THE DATA ▸
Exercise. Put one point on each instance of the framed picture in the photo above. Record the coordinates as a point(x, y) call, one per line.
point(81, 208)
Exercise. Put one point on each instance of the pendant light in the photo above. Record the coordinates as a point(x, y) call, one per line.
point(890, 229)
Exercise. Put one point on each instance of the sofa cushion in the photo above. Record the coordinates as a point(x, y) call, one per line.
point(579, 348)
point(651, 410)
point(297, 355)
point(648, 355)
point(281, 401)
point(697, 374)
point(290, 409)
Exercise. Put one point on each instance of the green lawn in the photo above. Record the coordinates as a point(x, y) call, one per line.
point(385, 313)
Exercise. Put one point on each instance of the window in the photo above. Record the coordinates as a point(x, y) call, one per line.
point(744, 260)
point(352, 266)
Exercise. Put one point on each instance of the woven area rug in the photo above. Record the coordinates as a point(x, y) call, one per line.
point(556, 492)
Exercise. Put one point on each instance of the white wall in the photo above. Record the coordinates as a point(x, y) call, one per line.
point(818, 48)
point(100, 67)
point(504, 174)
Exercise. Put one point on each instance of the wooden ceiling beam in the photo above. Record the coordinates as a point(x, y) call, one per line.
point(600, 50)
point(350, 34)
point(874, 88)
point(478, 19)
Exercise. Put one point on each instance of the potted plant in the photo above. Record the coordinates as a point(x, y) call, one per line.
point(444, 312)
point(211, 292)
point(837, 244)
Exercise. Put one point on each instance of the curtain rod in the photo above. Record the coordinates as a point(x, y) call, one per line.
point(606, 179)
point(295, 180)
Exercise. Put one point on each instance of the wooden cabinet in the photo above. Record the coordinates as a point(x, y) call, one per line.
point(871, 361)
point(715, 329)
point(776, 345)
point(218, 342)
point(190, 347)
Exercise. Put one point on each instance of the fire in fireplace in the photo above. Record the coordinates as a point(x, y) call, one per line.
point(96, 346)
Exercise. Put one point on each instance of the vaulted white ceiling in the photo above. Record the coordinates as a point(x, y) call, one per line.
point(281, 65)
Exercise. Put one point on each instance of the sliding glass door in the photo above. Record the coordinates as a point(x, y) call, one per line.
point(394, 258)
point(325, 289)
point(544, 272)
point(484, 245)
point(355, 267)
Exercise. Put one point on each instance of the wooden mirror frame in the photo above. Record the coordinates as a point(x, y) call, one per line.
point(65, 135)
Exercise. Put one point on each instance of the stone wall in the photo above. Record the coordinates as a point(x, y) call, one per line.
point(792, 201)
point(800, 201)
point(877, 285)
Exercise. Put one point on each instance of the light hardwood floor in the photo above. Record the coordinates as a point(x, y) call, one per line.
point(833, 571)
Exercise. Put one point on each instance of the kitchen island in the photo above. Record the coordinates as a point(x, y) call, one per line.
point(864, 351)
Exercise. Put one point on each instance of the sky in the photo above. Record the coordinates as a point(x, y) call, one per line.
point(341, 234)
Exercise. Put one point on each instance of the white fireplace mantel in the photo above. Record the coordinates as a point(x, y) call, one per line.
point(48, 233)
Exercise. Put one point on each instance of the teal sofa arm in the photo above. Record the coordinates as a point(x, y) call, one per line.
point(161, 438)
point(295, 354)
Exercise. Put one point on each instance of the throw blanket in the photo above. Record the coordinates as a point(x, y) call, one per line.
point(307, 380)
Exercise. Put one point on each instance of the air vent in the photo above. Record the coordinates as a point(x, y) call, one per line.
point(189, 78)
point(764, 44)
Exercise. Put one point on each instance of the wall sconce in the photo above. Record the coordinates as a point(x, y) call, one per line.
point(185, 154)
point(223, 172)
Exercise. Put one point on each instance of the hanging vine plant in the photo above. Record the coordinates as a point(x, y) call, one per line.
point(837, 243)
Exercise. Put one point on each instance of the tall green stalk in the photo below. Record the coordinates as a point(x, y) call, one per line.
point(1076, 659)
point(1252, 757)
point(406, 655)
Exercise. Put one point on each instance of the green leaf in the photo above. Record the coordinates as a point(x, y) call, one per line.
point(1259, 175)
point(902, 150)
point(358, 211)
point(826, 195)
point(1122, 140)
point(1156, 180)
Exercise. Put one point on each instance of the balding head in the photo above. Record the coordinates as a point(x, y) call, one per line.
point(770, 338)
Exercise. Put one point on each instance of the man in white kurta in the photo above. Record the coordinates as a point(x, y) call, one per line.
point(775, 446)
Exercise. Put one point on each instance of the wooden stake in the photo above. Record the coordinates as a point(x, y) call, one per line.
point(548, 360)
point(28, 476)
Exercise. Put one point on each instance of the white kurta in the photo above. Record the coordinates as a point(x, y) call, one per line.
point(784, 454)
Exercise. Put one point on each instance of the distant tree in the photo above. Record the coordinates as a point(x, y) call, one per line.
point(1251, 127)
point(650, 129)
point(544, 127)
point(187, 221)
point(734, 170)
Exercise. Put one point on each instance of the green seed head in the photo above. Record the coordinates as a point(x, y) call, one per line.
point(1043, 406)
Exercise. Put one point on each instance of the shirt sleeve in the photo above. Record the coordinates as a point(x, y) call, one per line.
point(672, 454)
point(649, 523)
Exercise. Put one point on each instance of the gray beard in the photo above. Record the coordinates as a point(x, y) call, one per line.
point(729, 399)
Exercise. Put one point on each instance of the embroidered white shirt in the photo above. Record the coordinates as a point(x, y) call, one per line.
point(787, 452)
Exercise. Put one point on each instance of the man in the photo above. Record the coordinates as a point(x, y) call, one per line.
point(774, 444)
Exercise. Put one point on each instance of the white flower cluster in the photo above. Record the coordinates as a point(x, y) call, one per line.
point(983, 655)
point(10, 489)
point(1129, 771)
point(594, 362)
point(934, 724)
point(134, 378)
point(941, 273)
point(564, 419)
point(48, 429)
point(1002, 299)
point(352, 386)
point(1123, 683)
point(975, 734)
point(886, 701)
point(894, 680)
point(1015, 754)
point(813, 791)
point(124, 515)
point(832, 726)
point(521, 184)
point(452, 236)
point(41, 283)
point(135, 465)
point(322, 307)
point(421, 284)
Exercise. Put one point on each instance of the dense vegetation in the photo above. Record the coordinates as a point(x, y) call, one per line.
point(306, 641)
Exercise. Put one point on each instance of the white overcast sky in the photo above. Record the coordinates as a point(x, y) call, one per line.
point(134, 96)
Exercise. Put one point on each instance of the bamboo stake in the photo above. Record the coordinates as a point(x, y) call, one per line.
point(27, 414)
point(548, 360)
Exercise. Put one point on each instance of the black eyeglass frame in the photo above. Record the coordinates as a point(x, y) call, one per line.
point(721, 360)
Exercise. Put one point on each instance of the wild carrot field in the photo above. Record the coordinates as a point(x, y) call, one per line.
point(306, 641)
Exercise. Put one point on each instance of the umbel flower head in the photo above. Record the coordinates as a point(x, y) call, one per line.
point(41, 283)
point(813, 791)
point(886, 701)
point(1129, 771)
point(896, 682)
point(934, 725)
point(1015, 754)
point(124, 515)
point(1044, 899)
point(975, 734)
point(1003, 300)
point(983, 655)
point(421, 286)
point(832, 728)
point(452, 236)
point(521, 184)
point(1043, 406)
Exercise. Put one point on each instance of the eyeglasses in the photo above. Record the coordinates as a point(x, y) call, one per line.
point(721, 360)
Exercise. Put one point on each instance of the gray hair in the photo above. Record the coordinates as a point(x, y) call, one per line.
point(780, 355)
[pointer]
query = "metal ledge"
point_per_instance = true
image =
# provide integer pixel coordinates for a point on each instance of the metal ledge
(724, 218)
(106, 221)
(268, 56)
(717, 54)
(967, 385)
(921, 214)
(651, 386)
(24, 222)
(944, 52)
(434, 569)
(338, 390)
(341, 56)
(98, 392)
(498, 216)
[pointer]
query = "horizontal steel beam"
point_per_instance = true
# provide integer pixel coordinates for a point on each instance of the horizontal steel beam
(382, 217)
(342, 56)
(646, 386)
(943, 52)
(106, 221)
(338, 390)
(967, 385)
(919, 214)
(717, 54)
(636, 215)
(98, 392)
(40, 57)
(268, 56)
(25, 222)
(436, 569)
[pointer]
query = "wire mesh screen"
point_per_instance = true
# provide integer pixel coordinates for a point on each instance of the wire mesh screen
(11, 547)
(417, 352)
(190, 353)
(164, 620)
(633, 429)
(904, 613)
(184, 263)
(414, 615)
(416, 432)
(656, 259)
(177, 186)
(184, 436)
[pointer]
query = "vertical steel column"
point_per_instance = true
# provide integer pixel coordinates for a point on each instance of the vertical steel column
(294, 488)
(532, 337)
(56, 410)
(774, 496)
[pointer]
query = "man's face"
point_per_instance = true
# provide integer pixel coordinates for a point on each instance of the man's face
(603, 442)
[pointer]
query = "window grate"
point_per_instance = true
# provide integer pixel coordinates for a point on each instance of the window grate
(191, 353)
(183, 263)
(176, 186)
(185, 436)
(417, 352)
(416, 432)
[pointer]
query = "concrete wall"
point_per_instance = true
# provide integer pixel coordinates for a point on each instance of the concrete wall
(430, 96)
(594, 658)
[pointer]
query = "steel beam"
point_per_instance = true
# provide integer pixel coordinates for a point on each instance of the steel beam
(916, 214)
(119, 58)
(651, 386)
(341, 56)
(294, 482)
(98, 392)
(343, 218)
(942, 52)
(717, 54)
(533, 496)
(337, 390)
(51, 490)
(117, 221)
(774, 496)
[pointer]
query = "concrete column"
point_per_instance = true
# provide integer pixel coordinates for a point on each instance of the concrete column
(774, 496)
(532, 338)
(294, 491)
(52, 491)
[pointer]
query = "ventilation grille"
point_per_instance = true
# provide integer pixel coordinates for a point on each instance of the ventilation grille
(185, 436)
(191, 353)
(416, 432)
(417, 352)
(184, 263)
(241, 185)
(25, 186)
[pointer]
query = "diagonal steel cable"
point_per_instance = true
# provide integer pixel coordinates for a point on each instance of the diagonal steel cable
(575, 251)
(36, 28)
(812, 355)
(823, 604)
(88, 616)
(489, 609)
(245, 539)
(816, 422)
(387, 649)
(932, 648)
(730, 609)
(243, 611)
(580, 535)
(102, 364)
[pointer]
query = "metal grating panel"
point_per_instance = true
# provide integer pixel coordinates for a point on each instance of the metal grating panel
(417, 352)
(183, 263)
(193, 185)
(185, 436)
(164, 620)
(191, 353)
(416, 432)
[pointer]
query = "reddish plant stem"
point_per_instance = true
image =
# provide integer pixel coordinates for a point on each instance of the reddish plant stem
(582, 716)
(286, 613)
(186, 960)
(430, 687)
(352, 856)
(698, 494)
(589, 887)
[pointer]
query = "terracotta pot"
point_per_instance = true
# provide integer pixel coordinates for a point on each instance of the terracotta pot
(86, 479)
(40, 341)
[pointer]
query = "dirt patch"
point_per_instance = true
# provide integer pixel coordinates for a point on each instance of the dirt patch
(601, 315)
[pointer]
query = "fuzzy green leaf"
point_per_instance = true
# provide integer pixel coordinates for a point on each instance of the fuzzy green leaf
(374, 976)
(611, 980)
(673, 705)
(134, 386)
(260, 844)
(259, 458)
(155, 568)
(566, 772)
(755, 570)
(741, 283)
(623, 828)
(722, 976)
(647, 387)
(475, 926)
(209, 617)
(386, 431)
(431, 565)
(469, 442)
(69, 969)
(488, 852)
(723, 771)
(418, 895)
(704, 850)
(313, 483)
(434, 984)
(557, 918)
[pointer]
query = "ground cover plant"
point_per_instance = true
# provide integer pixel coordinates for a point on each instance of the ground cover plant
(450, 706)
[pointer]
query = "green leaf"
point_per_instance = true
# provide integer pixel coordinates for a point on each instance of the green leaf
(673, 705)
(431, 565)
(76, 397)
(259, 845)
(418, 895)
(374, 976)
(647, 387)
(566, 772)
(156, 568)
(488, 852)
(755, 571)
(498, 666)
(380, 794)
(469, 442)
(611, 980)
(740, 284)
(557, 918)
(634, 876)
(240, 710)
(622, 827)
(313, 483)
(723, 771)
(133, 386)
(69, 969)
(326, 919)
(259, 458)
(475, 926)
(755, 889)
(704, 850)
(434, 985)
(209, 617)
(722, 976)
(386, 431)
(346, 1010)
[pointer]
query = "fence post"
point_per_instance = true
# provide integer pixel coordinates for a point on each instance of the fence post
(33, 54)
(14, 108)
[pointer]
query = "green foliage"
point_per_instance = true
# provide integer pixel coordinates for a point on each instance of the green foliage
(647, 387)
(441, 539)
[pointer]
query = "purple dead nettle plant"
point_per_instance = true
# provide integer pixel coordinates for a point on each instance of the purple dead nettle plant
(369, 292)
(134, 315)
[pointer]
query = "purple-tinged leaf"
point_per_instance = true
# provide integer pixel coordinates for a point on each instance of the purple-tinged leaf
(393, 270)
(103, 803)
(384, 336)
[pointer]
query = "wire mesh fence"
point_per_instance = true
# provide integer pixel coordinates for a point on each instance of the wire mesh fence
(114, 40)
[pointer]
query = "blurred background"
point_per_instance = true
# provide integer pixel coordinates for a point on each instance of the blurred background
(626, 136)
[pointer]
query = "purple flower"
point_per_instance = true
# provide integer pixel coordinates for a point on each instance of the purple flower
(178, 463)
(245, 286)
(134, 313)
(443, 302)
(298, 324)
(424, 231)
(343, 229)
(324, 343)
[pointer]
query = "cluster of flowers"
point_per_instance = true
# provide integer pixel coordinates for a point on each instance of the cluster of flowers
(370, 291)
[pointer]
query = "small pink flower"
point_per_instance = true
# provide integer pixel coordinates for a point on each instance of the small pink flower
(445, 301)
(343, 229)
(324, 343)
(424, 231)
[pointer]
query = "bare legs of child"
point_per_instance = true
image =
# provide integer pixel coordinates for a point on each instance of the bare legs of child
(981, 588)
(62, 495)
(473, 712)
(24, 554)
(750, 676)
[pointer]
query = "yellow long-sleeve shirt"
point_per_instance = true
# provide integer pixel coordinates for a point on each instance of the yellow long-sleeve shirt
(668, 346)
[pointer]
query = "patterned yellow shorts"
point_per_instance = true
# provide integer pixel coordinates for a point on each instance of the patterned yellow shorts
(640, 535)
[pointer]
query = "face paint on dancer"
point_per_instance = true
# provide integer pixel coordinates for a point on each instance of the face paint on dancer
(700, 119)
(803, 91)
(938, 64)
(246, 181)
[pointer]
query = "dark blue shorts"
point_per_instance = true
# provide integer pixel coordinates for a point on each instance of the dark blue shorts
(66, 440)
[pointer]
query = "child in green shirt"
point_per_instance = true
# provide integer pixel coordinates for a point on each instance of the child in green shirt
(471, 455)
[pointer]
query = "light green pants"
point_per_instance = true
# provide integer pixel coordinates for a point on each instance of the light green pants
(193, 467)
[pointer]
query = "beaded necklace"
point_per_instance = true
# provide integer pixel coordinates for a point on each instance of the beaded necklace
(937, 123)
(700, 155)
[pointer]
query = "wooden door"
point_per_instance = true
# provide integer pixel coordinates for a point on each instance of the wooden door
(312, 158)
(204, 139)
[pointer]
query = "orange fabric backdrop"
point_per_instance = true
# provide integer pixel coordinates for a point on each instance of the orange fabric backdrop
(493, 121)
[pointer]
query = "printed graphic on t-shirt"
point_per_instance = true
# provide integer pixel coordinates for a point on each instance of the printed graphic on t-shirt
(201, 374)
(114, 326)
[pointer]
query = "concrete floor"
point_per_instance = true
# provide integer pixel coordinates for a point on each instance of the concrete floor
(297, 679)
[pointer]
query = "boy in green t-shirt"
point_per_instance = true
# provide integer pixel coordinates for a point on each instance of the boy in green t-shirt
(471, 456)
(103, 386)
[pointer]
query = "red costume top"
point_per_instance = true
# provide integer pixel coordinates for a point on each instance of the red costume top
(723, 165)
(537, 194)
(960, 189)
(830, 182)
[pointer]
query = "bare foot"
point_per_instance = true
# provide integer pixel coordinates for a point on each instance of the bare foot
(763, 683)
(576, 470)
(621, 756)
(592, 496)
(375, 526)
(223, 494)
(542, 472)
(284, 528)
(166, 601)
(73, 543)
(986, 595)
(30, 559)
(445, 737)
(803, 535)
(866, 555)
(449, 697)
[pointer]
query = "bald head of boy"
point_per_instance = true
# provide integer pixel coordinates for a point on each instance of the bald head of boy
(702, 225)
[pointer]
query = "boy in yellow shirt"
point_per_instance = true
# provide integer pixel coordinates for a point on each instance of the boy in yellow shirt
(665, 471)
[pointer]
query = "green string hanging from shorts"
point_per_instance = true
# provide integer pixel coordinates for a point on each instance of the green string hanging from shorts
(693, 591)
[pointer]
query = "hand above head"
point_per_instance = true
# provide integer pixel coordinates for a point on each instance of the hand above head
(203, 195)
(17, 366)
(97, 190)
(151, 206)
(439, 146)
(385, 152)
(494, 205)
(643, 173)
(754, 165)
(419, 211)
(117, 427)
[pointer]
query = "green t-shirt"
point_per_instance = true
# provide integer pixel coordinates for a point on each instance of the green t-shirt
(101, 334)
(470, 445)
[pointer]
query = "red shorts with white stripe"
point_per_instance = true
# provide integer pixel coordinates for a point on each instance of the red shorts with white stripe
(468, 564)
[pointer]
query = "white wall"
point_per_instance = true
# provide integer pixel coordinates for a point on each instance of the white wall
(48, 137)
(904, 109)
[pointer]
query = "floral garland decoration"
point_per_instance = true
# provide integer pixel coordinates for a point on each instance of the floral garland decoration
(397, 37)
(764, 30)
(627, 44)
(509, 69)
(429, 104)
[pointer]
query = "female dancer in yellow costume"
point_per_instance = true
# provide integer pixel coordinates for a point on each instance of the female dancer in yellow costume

EXERCISE BRIEF ▸ Copy out the entries above word for word. Begin at their first line and stop after the line that contains "point(352, 266)", including that line.

WRITTEN ANSWER ▸
Exercise. Put one point on each instance of the framed picture in the photo above. Record the coordinates as a point(x, y) call, one per line.
point(81, 208)
Exercise. Put one point on each instance of the pendant light in the photo above. Record the coordinates as a point(x, y) call, one per line.
point(890, 229)
Exercise. Put one point on each instance of the sofa cushion in the photo above. Record the coordinates as a point(x, y) call, one per line.
point(579, 348)
point(651, 410)
point(297, 355)
point(648, 355)
point(281, 401)
point(697, 374)
point(290, 409)
Exercise. Put one point on each instance of the green lawn in the photo above. Record the coordinates as a point(x, y) call, one per line.
point(385, 313)
Exercise. Put one point on each instance of the window in the photo above. Record the coordinates as a point(x, y) call, one per line.
point(744, 260)
point(352, 266)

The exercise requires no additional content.